■ **Text to read**:
::::
A lot of people use "this.x" to visually differentiate instance variables from local variables and parameters.

So they would do this:

private int sum;
public int storeSquare (int b) {
    int c=b*b;
    this.sum+=c; // Makes sum "pop" I guess
    return c;

Personally I think it's a bad habit: any usable editor will put instance and local variables in a different color for you reliably--it doesn't require any human-fallible patterns.

Doing it with "this." is only 50% safe. Sure the compiler will catch it if you try to put this.x when x is a local variable, but there is nothing that is going to stop you from "Forgetting" to tag an instance variable with this., and if you forget to tag just one (or if someone else works on your code) and you are relying on the pattern, then the pattern may be more damaging than good

Personally I'm fairly sure the pattern stems from programmers (rightful) discomfort with the fact that in this case:

public void setMe(int me) {

the fact that you need "this." in front of the me is determined by the name of the parameter--I agree it just feels sloppy. You want to be consistent--if you need this. in front of the me there, why not always use it?
::::
■ **Material shown**:
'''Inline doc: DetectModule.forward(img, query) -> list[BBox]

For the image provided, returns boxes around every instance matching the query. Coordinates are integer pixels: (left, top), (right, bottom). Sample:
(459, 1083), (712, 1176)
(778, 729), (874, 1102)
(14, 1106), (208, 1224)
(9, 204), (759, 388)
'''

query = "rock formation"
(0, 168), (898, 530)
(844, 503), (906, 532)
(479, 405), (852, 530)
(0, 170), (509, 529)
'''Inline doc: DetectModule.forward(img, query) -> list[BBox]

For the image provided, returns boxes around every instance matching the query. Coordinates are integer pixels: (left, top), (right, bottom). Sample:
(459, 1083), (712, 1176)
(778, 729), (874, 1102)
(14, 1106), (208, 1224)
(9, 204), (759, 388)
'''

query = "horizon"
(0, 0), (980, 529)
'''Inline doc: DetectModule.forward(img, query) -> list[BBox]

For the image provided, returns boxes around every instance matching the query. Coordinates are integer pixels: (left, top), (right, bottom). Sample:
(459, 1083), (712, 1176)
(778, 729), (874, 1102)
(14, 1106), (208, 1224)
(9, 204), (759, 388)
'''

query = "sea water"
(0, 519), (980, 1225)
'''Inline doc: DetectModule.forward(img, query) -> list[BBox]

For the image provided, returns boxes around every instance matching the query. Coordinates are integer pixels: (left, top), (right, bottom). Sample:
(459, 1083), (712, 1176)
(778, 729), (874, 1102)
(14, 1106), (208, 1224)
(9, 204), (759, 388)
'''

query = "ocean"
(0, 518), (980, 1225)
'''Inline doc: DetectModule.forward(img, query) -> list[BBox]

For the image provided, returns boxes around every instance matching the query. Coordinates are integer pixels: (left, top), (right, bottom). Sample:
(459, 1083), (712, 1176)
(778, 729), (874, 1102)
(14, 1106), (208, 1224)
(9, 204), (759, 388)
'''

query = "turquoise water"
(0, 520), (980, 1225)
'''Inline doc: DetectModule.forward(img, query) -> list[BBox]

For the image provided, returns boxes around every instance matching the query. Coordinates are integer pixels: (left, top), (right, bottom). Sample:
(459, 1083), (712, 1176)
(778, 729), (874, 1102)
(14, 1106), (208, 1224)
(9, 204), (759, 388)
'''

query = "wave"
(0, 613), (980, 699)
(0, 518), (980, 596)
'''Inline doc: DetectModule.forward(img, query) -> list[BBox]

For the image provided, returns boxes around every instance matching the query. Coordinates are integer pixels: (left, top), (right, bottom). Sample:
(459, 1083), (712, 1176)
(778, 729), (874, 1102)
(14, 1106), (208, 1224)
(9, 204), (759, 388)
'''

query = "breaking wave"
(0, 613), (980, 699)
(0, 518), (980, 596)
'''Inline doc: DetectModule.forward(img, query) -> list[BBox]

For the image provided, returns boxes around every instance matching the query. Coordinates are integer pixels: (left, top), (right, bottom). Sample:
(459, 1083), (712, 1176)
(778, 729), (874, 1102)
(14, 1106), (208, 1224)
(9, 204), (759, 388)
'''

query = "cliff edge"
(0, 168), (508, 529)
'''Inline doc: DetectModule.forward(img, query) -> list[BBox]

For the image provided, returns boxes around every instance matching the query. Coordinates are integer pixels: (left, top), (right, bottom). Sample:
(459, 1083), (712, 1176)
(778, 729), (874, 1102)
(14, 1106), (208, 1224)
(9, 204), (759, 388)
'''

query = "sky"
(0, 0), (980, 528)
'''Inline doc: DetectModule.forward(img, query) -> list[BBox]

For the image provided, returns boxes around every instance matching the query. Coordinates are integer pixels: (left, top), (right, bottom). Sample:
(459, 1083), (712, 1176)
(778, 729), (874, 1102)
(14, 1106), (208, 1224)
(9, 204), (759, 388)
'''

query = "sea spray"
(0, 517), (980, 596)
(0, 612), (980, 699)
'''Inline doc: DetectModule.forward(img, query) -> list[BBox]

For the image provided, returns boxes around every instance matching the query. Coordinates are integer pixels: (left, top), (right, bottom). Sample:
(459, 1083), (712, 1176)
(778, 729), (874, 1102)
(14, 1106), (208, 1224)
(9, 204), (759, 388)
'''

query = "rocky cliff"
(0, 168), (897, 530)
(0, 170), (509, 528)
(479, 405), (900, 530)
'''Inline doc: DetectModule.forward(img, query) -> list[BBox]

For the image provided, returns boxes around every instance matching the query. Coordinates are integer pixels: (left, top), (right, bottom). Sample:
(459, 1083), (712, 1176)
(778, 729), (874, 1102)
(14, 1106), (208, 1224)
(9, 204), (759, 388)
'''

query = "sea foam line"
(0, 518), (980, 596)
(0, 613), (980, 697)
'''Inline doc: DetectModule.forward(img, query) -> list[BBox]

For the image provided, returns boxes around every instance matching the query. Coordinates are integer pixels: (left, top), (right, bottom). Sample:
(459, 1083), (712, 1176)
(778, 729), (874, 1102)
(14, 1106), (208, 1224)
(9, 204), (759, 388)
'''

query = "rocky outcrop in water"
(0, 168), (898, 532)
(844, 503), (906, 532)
::::
■ **Given request**: In the passage on prefixing instance variables with "this.", reproduce word for word the stretch from "the fact that you" through "always use it?".

■ **Finished exercise**:
the fact that you need "this." in front of the me is determined by the name of the parameter--I agree it just feels sloppy. You want to be consistent--if you need this. in front of the me there, why not always use it?